- [RETOS PROPUESTOS]
a – Responde con datos del texto sobre las visitas de autoridades al pueblo:
(i) ¿Con qué motivo iba el obispo al pueblo?
(ii) ¿Dónde se celebraba la recepción al obispo?
(iii) ¿Qué pregunta hizo el Inspector del Ministerio de Educación a quien narra?
b – Completa la parte siguiente del texto sobre las visitas de autoridades al pueblo.

===== FRAGMENTO FACILITADO =====

A mediados de los sesenta, que muy de ciento en
viento, apareciera el obispo por el pueblo, constituía un evento de primera
magnitud. Banderitas de papel con los colores patrios, repique de campanas,
recepción por todo lo alto en los viejos soportales del ayuntamiento. Tras la
santa misa, por supuesto. Lo hacía muy, pero que muy ocasionalmente, cuando
tenía que confirmar a los chavales, antes de que abandonaran la escuela y
terminaran ayudando a sus padres en el campo. Y ya se sabe, de modosos alumnos
en la escuela mixta, bastaba que comenzaran a empuñar la esteva del arado para
que empezaran a jurar por todos los santos de la corte celestial. Y jurar, lo
que se dice jurar, hay pocos sitios que se blasfeme tanto y con tanto ardor
como las aldeas castellanas.
Ya llegará Pascua Florida para que todos los pecados
contra el Segundo Mandamiento te sean perdonados en un abrir y cerrar de ojos.
Así que el obispo aprovechaba que a los escolares de varios pueblos les
empezaban a salir sarpullidos en la cara, y en otros sitios, para juntarles y
darles, por así decirlo, la última catequesis ritual, como si fuera la
extremaunción del fin de la adolescencia. Que, aunque no cundiera mucho efecto,
al menos, les dejaba limpios del polvo y paja sacramental para cuando llegaran
los esponsales.
La otra única autoridad que solía aparecer por el
pueblo era el Inspector del Ministerio de Educación. Quizá con algo más de
frecuencia, aunque como su ámbito quedaba limitado al escolar, fuera de las
madres -los padres no solían preocuparse por estos menesteres- apenas nadie en
el pueblo se percataba que había pasado el examen de geografía. “¿Cuál es el pico más alto de Europa?” me
preguntó a mí, el penúltimo en la hilera de chiguitos (y chiguitas, claro) de
la escuela mixta.
Por lo tanto, el que un día apareciera en un “haiga”

===== EXTRACTOS DE DATOS =====

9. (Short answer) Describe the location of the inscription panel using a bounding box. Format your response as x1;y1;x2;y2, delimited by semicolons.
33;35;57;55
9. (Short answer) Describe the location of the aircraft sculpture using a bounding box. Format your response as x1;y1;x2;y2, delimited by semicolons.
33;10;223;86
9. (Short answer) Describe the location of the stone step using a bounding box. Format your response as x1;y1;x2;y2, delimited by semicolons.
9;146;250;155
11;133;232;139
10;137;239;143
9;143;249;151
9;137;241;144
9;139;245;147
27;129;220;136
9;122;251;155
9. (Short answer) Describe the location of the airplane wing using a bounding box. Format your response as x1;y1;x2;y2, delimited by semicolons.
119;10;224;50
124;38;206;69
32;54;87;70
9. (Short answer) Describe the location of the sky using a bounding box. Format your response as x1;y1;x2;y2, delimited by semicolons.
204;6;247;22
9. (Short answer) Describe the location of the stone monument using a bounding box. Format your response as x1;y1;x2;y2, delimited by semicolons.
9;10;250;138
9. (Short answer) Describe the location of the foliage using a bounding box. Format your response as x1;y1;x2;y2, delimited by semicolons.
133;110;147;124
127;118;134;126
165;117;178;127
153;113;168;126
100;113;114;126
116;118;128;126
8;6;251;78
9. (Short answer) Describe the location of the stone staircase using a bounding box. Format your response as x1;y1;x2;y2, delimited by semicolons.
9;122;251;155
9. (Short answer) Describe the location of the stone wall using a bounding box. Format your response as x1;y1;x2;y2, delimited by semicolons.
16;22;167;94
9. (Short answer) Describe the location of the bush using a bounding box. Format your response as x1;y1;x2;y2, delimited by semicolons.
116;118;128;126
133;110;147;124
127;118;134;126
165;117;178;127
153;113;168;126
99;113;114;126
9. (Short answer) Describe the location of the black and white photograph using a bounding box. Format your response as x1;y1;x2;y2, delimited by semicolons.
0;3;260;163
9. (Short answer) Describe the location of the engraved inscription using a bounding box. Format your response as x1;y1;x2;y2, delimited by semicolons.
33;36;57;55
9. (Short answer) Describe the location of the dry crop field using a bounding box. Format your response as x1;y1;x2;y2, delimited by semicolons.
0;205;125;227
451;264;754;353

=====

- [RESPUESTAS]
a –
(i) Para confirmar a los chavales antes de que abandonaran la escuela.
(ii) En los viejos soportales del ayuntamiento, tras la santa misa.
(iii) "¿Cuál es el pico más alto de Europa?"

b –
su excelencia el cardenal de Manila, con su solideo carmesí, resplandeciente
por encima de sus cejas achinadas y sus mejillas rechonchas, recubierto con una
sotana con los botones rojos y un resplandeciente fajín a juego, causó
verdadera sensación. De su cuello pendía,
refulgente, una pesada cruz dorada. Por no hablar del anillo pastoral que casi
tapaba dos dedos de su mano derecha. Ni los más viejos del lugar, quizá años
ha, cuando vino el Gobernador Civil, recordaban una vista tan egregia. Ni que
decir tiene, que el porte del cardenal era mucho más solemne, aunque sólo fuera
por los ampulosos y pausados andares a la hora de caminar.
Es cierto que apenas pasó un día con su noche. Pero,
quizá si entonces hubiera habido un alcalde con horizonte de miras, atento a
las modas turísticas que comenzaban a despertar en la costa, bien que aquí
estábamos en el corazón de los páramos y valles del norte de la provincia,
hubiera solicitado una subvención a la Diputación. Con ella, habría preservado
la cama con el elaborado cabecero de nogal y el colchón de borra de oveja
merinas, que seguramente le causó no pocos picores, como hitos de una atractiva
ruta turística. Incluso una placa: “Aquí
durmió el Cardenal de Manila en fecha tal y tal, siendo alcalde tal y tal”.
Sin embargo, nada de eso sucedió. Tal como vino se
marchó ¿Tal como vino se marchó? Para nada. Por muy cardenal que fuera, por muy
dignatario de la Santa Madre Iglesia, el ampuloso cardenal estaba obligado a
hacer sus necesidades como todo hijo de vecino. En el corral. Si tenía suerte,
disculpas por los detalels escatológicos, no habría gallinas alrededor y no
tendría que espantarlas mientras, como se solía decir, “tiraba los pantalones”.
No te digo nada del enredo con la sotana.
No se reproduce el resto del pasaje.